= 本文 =
══════════════════════════════
企業が知っておくべき長時間労働対策
3.長時間労働対策
以下に区分される
①紛争解決(火消)
②紛争予防(火災予防)
①個別紛争解決の手順(概略)
「ステージ」が上がると解決コスト(キャッシュ・時間)が上がる
まず(A)社内での解決を図る
- 代理人が就かない状況での解決がベスト(解決水準等)
- 根も葉もないような場合を除き、「代理人」を強調する必要はない(「こちらも代理人(もしくは労基)」となる可能性が高くなる。
- 各論点の強弱を分析(「見立て」)する。紛争の本質は「適切な」コミュニケーション不足(≒パワハラ)。適切なコミュニケーションをとって、無血(キャッシュアウトなし)で解決のことも少なくない。
(B)代理人が就いた場合でも、「見立て」に基づき早期合意解決が基本(守秘義務条項付) 完勝にこだわるとリスク増
(C)労働審判や(D)訴訟まで発展した場合でも、和解解決が基本
*合意解決時
解決名目:「解決金」
周囲への説明:「弁護士費用」 (相手方?、会社側?)
なるべく細かい金額としない(計算式を探ってもらう必要はない)
*課税上の扱いは留意
- 方針のポイント(まとめ)
「諸ファクター」の入念な検討
1 勝訴見込(論点ごとの強弱分析)
2 ステージごとのコスト分析
解決コスト+手続コスト+所要時間・ストレス(生産性の低下)
3 その他リスクの考慮
- 敗訴リスク(元本、損害金、+付加金リスク)
- 風評リスク(判決公表。労働事件名≒会社名)
- 他の従業員・退職者へも拡散(訴訟の併発、離職増)
- ネット上にも拡散→採用難・労基目線
「早いステージ」の「合意解決」に勝るものはない
②予防・改善の手順
- 長時間労働対策にあたっての企業としての正当なアプローチ
≠残業代の踏み倒しではない
残業代=基礎単価(時給)×時間外労働時間数-既払い残業代
- 労働時間数の「みなし系制度」は裁判例上限界あり。
- 法改正の傾向も、厳しい適用条件が付されると思われる。
- 残業代の減少という点のみからすれば、「掛け算の単価」・「数量」を削るほかない。
- 具体的には、固定残業代制度の導入や歩合制の導入など。
══════════════════════════════
= 問題 =
長時間労働対策の本文のうち、「(B)代理人が就いた場合でも」から「解決コスト+手続コスト+所要時間・ストレス(生産性の低下)」まで（両方を含む）の部分をそのまま書き写してください。

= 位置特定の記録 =
══════════════════════════════
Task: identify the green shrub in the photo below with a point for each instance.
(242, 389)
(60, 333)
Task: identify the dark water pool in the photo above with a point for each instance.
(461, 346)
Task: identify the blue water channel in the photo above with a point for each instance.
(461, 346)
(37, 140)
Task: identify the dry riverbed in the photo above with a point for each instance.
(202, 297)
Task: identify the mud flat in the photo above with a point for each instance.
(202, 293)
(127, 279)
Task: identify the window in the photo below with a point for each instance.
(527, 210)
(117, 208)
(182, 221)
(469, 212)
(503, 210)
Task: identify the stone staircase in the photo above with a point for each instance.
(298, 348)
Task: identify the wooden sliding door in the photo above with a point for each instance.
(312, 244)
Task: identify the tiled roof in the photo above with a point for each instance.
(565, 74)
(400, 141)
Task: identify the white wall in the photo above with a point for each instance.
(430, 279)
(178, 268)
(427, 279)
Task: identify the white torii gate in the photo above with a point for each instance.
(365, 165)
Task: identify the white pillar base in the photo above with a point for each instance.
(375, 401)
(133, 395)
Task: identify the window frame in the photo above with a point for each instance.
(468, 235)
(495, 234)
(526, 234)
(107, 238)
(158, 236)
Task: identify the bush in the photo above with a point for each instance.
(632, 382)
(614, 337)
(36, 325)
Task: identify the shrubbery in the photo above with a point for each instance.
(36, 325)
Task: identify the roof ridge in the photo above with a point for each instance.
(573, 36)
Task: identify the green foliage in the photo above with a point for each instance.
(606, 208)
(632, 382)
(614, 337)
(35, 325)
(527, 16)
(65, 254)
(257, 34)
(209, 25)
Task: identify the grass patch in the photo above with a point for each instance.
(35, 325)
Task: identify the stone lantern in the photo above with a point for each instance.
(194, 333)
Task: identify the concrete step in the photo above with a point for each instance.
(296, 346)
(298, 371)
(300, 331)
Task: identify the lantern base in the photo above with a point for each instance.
══════════════════════════════
= 正解 =
(B)代理人が就いた場合でも、「見立て」に基づき早期合意解決が基本(守秘義務条項付) 完勝にこだわるとリスク増
(C)労働審判や(D)訴訟まで発展した場合でも、和解解決が基本
*合意解決時
解決名目:「解決金」
周囲への説明:「弁護士費用」 (相手方?、会社側?)
なるべく細かい金額としない(計算式を探ってもらう必要はない)
*課税上の扱いは留意
- 方針のポイント(まとめ)
「諸ファクター」の入念な検討
1 勝訴見込(論点ごとの強弱分析)
2 ステージごとのコスト分析
解決コスト+手続コスト+所要時間・ストレス(生産性の低下)